◆ **Objective**:
Present every line of the items below as a Markdown table with two columns, Row and Line, numbering each row and skipping blank lines.

——

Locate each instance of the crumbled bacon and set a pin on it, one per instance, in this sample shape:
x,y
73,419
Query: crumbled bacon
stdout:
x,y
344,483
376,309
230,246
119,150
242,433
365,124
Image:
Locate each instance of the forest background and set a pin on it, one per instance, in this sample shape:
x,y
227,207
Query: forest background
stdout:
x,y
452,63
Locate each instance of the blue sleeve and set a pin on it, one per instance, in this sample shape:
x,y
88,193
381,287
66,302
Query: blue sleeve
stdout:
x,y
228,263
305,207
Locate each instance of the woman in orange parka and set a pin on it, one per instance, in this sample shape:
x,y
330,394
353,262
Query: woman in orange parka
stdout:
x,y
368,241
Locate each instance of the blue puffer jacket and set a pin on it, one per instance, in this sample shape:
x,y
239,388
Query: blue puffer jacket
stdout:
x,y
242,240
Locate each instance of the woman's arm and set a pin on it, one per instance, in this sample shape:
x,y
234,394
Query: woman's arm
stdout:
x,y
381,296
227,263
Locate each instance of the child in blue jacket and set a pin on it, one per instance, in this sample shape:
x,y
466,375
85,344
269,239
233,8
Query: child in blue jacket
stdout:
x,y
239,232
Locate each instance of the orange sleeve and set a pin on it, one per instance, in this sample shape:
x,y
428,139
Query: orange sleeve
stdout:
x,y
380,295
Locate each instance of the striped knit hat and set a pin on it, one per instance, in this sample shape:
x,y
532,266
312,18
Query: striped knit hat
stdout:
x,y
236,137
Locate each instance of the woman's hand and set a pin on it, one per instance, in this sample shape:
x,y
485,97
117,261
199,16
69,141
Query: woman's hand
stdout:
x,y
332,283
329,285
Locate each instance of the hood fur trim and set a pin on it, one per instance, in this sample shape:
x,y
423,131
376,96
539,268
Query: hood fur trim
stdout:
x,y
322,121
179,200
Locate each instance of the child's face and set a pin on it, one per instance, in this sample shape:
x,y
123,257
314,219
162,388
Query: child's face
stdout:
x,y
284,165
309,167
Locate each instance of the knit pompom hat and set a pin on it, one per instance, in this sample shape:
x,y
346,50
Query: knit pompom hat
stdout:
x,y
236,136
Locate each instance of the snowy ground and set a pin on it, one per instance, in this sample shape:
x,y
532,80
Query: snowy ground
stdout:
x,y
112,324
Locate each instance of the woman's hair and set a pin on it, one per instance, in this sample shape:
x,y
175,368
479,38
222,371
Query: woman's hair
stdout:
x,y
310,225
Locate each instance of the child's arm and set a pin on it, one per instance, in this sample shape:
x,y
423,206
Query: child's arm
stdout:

——

◆ **Answer for the task**:
| Row | Line |
|---|---|
| 1 | Locate each instance of the crumbled bacon and set a pin on it, one per instance, in this sample shape: |
| 2 | x,y |
| 3 | 73,419 |
| 4 | Query: crumbled bacon |
| 5 | stdout: |
| 6 | x,y |
| 7 | 344,483 |
| 8 | 376,309 |
| 9 | 230,246 |
| 10 | 119,150 |
| 11 | 242,433 |
| 12 | 365,124 |
| 13 | Image: |
| 14 | Locate each instance of the forest background and set a pin on it, one per instance, in this sample shape: |
| 15 | x,y |
| 16 | 227,207 |
| 17 | Query: forest background |
| 18 | stdout: |
| 19 | x,y |
| 20 | 452,63 |
| 21 | Locate each instance of the blue sleeve and set a pin on it, one per instance, in this sample shape: |
| 22 | x,y |
| 23 | 88,193 |
| 24 | 381,287 |
| 25 | 66,302 |
| 26 | Query: blue sleeve |
| 27 | stdout: |
| 28 | x,y |
| 29 | 228,263 |
| 30 | 305,207 |
| 31 | Locate each instance of the woman in orange parka and set a pin on it, one per instance, in this sample shape: |
| 32 | x,y |
| 33 | 330,394 |
| 34 | 353,262 |
| 35 | Query: woman in orange parka |
| 36 | stdout: |
| 37 | x,y |
| 38 | 368,241 |
| 39 | Locate each instance of the blue puffer jacket and set a pin on it, one per instance, in this sample shape: |
| 40 | x,y |
| 41 | 239,388 |
| 42 | Query: blue puffer jacket |
| 43 | stdout: |
| 44 | x,y |
| 45 | 242,240 |
| 46 | Locate each instance of the woman's arm and set a pin on it, one per instance, in this sample shape: |
| 47 | x,y |
| 48 | 234,394 |
| 49 | Query: woman's arm |
| 50 | stdout: |
| 51 | x,y |
| 52 | 381,296 |
| 53 | 227,263 |
| 54 | Locate each instance of the child in blue jacket and set a pin on it, one per instance, in this sample shape: |
| 55 | x,y |
| 56 | 466,375 |
| 57 | 85,344 |
| 58 | 269,239 |
| 59 | 233,8 |
| 60 | Query: child in blue jacket |
| 61 | stdout: |
| 62 | x,y |
| 63 | 239,232 |
| 64 | Locate each instance of the orange sleeve and set a pin on it, one per instance, in this sample shape: |
| 65 | x,y |
| 66 | 428,139 |
| 67 | Query: orange sleeve |
| 68 | stdout: |
| 69 | x,y |
| 70 | 380,295 |
| 71 | Locate each instance of the striped knit hat and set a pin on it, one per instance, in this sample shape: |
| 72 | x,y |
| 73 | 532,266 |
| 74 | 312,18 |
| 75 | Query: striped knit hat |
| 76 | stdout: |
| 77 | x,y |
| 78 | 236,137 |
| 79 | Locate each instance of the woman's hand and set a pin on it, one per instance, in this sample shape: |
| 80 | x,y |
| 81 | 485,97 |
| 82 | 117,261 |
| 83 | 199,16 |
| 84 | 69,141 |
| 85 | Query: woman's hand |
| 86 | stdout: |
| 87 | x,y |
| 88 | 332,283 |
| 89 | 329,285 |
| 90 | Locate each instance of the hood fur trim and set a pin on it, one per instance, in this sample shape: |
| 91 | x,y |
| 92 | 423,131 |
| 93 | 376,96 |
| 94 | 539,268 |
| 95 | Query: hood fur trim |
| 96 | stdout: |
| 97 | x,y |
| 98 | 322,121 |
| 99 | 179,200 |
| 100 | Locate each instance of the child's face and set a pin on it, one per instance, in this sample shape: |
| 101 | x,y |
| 102 | 123,257 |
| 103 | 314,219 |
| 104 | 162,388 |
| 105 | Query: child's face |
| 106 | stdout: |
| 107 | x,y |
| 108 | 284,165 |
| 109 | 309,167 |
| 110 | Locate each instance of the knit pompom hat and set a pin on it, one per instance, in this sample shape: |
| 111 | x,y |
| 112 | 346,50 |
| 113 | Query: knit pompom hat |
| 114 | stdout: |
| 115 | x,y |
| 116 | 236,136 |
| 117 | Locate each instance of the snowy ground and set a pin on it, one per instance, in this sample shape: |
| 118 | x,y |
| 119 | 532,80 |
| 120 | Query: snowy ground |
| 121 | stdout: |
| 122 | x,y |
| 123 | 112,324 |
| 124 | Locate each instance of the woman's hair and set a pin on it, one per instance, in this sample shape: |
| 125 | x,y |
| 126 | 175,368 |
| 127 | 479,38 |
| 128 | 222,371 |
| 129 | Query: woman's hair |
| 130 | stdout: |
| 131 | x,y |
| 132 | 310,225 |
| 133 | Locate each instance of the child's arm and set a pin on it, one per instance, in this sample shape: |
| 134 | x,y |
| 135 | 423,206 |
| 136 | Query: child's arm |
| 137 | stdout: |